Excerpt from a dataset
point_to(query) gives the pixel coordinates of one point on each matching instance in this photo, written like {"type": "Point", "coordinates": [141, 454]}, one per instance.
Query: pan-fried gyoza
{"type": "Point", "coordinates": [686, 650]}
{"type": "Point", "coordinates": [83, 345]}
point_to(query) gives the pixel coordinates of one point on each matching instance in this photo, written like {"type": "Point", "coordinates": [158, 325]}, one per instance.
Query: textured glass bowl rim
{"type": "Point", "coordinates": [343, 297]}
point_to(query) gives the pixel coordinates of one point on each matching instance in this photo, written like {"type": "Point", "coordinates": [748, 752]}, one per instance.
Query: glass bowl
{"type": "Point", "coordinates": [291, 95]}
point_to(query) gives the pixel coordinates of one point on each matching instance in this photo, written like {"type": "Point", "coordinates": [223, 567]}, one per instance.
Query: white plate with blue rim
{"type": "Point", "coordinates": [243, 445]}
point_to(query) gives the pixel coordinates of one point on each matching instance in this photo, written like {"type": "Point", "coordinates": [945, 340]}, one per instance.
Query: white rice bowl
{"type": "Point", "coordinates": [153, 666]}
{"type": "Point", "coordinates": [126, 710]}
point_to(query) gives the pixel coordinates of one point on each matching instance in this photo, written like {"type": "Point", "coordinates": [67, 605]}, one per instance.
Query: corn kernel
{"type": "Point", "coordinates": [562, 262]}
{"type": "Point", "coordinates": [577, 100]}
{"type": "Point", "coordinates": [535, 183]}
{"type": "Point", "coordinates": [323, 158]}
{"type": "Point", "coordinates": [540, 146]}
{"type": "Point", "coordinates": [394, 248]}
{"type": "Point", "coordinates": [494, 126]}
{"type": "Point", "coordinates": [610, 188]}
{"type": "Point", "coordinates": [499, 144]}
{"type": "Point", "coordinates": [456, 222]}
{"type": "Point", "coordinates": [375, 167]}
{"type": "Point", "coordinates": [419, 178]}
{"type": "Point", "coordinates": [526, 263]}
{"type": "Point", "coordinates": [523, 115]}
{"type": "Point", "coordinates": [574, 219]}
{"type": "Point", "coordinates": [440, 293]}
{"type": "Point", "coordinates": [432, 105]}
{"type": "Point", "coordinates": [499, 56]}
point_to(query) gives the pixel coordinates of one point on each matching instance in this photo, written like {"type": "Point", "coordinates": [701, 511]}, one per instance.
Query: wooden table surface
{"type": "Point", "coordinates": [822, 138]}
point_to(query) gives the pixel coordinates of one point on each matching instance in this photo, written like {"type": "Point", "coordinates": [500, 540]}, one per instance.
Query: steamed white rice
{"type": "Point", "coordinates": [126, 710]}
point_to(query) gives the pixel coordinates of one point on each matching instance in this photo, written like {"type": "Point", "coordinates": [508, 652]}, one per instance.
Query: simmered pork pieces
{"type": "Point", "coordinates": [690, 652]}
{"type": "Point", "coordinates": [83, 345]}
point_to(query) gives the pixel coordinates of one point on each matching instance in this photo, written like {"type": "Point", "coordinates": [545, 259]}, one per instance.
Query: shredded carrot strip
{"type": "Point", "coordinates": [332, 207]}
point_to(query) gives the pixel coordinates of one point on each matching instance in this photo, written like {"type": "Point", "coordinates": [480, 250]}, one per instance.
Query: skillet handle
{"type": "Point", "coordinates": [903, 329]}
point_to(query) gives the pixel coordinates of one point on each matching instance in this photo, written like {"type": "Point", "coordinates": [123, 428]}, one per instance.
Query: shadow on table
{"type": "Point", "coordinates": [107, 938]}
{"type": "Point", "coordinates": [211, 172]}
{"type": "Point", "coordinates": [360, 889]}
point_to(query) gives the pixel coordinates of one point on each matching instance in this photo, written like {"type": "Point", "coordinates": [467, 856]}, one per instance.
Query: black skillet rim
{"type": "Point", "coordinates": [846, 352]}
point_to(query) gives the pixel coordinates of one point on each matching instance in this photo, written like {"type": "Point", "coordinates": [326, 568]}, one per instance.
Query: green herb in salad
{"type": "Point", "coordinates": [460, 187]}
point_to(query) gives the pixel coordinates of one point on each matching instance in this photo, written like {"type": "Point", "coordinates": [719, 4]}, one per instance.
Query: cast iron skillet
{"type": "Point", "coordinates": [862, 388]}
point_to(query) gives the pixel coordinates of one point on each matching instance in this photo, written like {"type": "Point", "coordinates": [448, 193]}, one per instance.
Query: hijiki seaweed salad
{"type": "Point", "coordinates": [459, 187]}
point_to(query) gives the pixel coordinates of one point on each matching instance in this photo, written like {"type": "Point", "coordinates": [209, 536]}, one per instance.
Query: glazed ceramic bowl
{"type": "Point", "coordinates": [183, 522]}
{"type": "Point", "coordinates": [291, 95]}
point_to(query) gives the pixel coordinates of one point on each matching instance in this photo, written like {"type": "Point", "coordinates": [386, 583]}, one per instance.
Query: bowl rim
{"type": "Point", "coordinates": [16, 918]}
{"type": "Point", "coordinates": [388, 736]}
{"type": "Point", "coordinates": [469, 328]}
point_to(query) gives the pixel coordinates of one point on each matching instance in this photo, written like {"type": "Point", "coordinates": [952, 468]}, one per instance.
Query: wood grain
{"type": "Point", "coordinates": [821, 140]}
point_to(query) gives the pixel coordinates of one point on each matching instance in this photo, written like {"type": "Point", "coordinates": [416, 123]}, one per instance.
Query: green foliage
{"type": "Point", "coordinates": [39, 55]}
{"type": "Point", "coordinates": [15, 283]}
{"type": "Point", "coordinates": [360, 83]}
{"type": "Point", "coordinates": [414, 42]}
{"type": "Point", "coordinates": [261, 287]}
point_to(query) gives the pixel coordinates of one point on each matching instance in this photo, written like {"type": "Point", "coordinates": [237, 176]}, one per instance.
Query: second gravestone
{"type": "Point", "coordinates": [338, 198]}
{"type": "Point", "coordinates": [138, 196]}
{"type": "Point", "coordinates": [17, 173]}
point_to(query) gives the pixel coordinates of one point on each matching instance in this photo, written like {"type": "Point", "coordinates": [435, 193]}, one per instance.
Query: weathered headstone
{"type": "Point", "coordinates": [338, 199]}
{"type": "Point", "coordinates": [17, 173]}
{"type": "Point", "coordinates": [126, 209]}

Do this = Reproduce the records in full, exactly as written.

Result of the exercise =
point_to(query) gives the pixel coordinates of one point on each matching instance in this photo, written like {"type": "Point", "coordinates": [141, 454]}, one per instance.
Query: pan-fried gyoza
{"type": "Point", "coordinates": [686, 650]}
{"type": "Point", "coordinates": [83, 345]}
point_to(query) gives the pixel coordinates of one point on each matching instance in this photo, written like {"type": "Point", "coordinates": [158, 325]}, one per instance.
Query: textured glass bowl rim
{"type": "Point", "coordinates": [343, 297]}
point_to(query) gives the pixel coordinates of one point on each matching instance in this photo, written like {"type": "Point", "coordinates": [748, 752]}, one per instance.
Query: glass bowl
{"type": "Point", "coordinates": [291, 95]}
point_to(query) gives the pixel coordinates of one point on each matching instance in this photo, written like {"type": "Point", "coordinates": [223, 567]}, one per instance.
Query: white plate with blue rim
{"type": "Point", "coordinates": [243, 445]}
point_to(query) gives the pixel coordinates of one point on each matching instance in this photo, written like {"type": "Point", "coordinates": [945, 340]}, one per instance.
Query: white rice bowl
{"type": "Point", "coordinates": [153, 666]}
{"type": "Point", "coordinates": [126, 710]}
point_to(query) gives the pixel coordinates of one point on each matching instance in this photo, written like {"type": "Point", "coordinates": [67, 605]}, one per instance.
Query: corn kernel
{"type": "Point", "coordinates": [562, 262]}
{"type": "Point", "coordinates": [577, 100]}
{"type": "Point", "coordinates": [535, 183]}
{"type": "Point", "coordinates": [323, 158]}
{"type": "Point", "coordinates": [540, 146]}
{"type": "Point", "coordinates": [394, 248]}
{"type": "Point", "coordinates": [494, 126]}
{"type": "Point", "coordinates": [610, 188]}
{"type": "Point", "coordinates": [499, 144]}
{"type": "Point", "coordinates": [456, 222]}
{"type": "Point", "coordinates": [375, 167]}
{"type": "Point", "coordinates": [419, 178]}
{"type": "Point", "coordinates": [526, 263]}
{"type": "Point", "coordinates": [523, 115]}
{"type": "Point", "coordinates": [574, 219]}
{"type": "Point", "coordinates": [440, 293]}
{"type": "Point", "coordinates": [432, 105]}
{"type": "Point", "coordinates": [499, 56]}
point_to(query) gives the pixel coordinates of one point on each matching instance in this photo, written like {"type": "Point", "coordinates": [701, 511]}, one per instance.
Query: wooden table surface
{"type": "Point", "coordinates": [822, 138]}
point_to(query) gives the pixel coordinates of one point on each matching instance in this photo, written like {"type": "Point", "coordinates": [500, 540]}, one per instance.
Query: steamed white rice
{"type": "Point", "coordinates": [126, 710]}
point_to(query) gives the pixel coordinates of one point on each matching instance in this photo, written like {"type": "Point", "coordinates": [508, 652]}, one per instance.
Query: simmered pork pieces
{"type": "Point", "coordinates": [690, 652]}
{"type": "Point", "coordinates": [83, 345]}
point_to(query) gives the pixel coordinates of one point on each matching instance in this photo, written like {"type": "Point", "coordinates": [545, 259]}, one per instance.
Query: shredded carrot strip
{"type": "Point", "coordinates": [332, 207]}
point_to(query) gives the pixel coordinates of one point on each matching instance in this photo, written like {"type": "Point", "coordinates": [480, 250]}, one per instance.
Query: skillet handle
{"type": "Point", "coordinates": [903, 329]}
point_to(query) gives the pixel coordinates of one point on each matching instance in this photo, written like {"type": "Point", "coordinates": [123, 428]}, one per instance.
Query: shadow on table
{"type": "Point", "coordinates": [107, 938]}
{"type": "Point", "coordinates": [211, 172]}
{"type": "Point", "coordinates": [360, 889]}
point_to(query) gives the pixel coordinates of one point on each matching instance in this photo, written like {"type": "Point", "coordinates": [467, 856]}, one per instance.
Query: black skillet rim
{"type": "Point", "coordinates": [846, 352]}
point_to(query) gives the pixel coordinates of one point on each matching instance in this photo, written like {"type": "Point", "coordinates": [326, 568]}, one per instance.
Query: green herb in salad
{"type": "Point", "coordinates": [460, 187]}
point_to(query) gives the pixel coordinates of one point on each matching instance in this photo, written like {"type": "Point", "coordinates": [719, 4]}, one per instance.
Query: cast iron skillet
{"type": "Point", "coordinates": [862, 388]}
point_to(query) gives the pixel coordinates of one point on each matching instance in this photo, written like {"type": "Point", "coordinates": [448, 193]}, one per instance.
Query: hijiki seaweed salad
{"type": "Point", "coordinates": [459, 187]}
point_to(query) gives the pixel coordinates of one point on each matching instance in this photo, written like {"type": "Point", "coordinates": [209, 536]}, one per instance.
Query: glazed ceramic bowl
{"type": "Point", "coordinates": [183, 522]}
{"type": "Point", "coordinates": [291, 95]}
point_to(query) gives the pixel coordinates of one point on each matching instance in this photo, written like {"type": "Point", "coordinates": [386, 583]}, one per instance.
Query: bowl rim
{"type": "Point", "coordinates": [16, 918]}
{"type": "Point", "coordinates": [388, 736]}
{"type": "Point", "coordinates": [469, 328]}
point_to(query) gives the pixel coordinates of one point on each matching instance in this photo, written like {"type": "Point", "coordinates": [952, 468]}, one per instance.
Query: wood grain
{"type": "Point", "coordinates": [821, 140]}
point_to(query) gives the pixel coordinates of one point on each matching instance in this photo, written like {"type": "Point", "coordinates": [416, 123]}, one per instance.
Query: green foliage
{"type": "Point", "coordinates": [39, 55]}
{"type": "Point", "coordinates": [15, 283]}
{"type": "Point", "coordinates": [360, 83]}
{"type": "Point", "coordinates": [414, 42]}
{"type": "Point", "coordinates": [261, 287]}
point_to(query) gives the pixel coordinates of one point on each matching instance in this photo, written like {"type": "Point", "coordinates": [237, 176]}, one per instance.
Query: second gravestone
{"type": "Point", "coordinates": [338, 198]}
{"type": "Point", "coordinates": [138, 196]}
{"type": "Point", "coordinates": [17, 173]}
point_to(query) gives the pixel coordinates of one point on each matching instance in this photo, written like {"type": "Point", "coordinates": [435, 193]}, one per instance.
Query: weathered headstone
{"type": "Point", "coordinates": [338, 199]}
{"type": "Point", "coordinates": [17, 173]}
{"type": "Point", "coordinates": [126, 209]}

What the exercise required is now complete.